___ 原文抜粋 ___
さて、研究室の教授の言葉で目が覚めた私。
あの時きっちり叱ってもらえて本当に良かったと思います。
翻訳者になり、チェッカーもやってみてから、ケアレスミスをする翻訳者は評価が低いということが身に染みました。
その理由をまとめてみます。
- ずぼらな人間は信用されない
実際社会に出てみると、実に多くの人が教授と同じことを言うのに気が付きます。「正式な書類で全角と半角の英数字を織り交ぜる人とは一緒に仕事したくない。」
(by 同期出世頭A)
「桁取りを忘れる奴ってなんなの!?エクセルならボタン1つ押すだけだろ!」
(by 金融関連職B)
「データの数字を一度でも間違えた奴の仕事はなんにも信用できない。」
(by 某教授C)などなど。師匠の言葉を借りれば
「バカでもアホでもできるようなことをやれない君が
「私、きっちり丁寧に翻訳します!」
と言って、誰かに信じてもらえると思うかい?まぁ僕なら信じないね。」っていうことです。
- クライアント自身の信用を損なうケアレスミスをしたのは翻訳者でも、納品した文書はクライアントの名前で発表されます。
クライアント自身が「あぁ、こんなくだらないミスをするような人間なんだ」と思われ、そんな人間のした仕事はちょっと信用できないなと評価されます。
___ 提供資料 ___
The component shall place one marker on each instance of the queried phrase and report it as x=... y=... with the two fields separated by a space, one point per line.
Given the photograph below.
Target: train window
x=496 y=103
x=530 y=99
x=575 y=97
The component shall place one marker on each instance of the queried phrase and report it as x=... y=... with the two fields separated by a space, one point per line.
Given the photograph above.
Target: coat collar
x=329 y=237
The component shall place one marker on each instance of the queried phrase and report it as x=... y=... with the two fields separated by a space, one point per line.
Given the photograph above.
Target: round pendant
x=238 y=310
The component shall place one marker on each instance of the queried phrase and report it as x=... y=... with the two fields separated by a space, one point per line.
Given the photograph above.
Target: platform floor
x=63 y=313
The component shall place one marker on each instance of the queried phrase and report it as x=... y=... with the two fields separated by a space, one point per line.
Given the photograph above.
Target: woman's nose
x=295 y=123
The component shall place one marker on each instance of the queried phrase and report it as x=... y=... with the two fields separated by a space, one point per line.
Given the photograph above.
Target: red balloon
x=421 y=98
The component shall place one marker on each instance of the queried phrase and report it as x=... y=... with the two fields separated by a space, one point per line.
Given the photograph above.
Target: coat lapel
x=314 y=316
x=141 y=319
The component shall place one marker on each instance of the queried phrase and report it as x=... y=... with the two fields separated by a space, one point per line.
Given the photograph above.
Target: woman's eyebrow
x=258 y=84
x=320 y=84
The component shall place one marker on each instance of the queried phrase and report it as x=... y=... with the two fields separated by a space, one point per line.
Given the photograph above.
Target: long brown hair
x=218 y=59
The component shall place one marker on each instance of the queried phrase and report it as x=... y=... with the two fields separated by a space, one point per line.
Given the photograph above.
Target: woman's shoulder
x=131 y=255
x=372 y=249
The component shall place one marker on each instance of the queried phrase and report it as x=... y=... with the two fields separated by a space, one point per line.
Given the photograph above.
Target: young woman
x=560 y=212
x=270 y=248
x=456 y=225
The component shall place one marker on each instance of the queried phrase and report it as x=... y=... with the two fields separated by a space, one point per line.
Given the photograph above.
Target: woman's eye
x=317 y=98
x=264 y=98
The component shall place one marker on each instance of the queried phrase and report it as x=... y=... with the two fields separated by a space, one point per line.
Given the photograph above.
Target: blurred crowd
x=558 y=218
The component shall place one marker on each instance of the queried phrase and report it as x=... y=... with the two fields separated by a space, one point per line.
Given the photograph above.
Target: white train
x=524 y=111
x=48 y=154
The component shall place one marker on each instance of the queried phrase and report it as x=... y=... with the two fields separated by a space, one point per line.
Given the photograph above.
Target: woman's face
___
__課題__
ケアレスミスについての文章を読み、次の問いに答えてください。
(a) 「同期出世頭A」は、どんな人とは一緒に仕事したくないと言っていますか。
(b) 「金融関連職B」によると、エクセルなら桁取りはどうするだけで済みますか。
(c) 翻訳者が納品した文書は、誰の名前で発表されますか。

__解答__
(a) 正式な書類で全角と半角の英数字を織り交ぜる人。
(b) ボタン1つ押すだけ。
(c) クライアントの名前。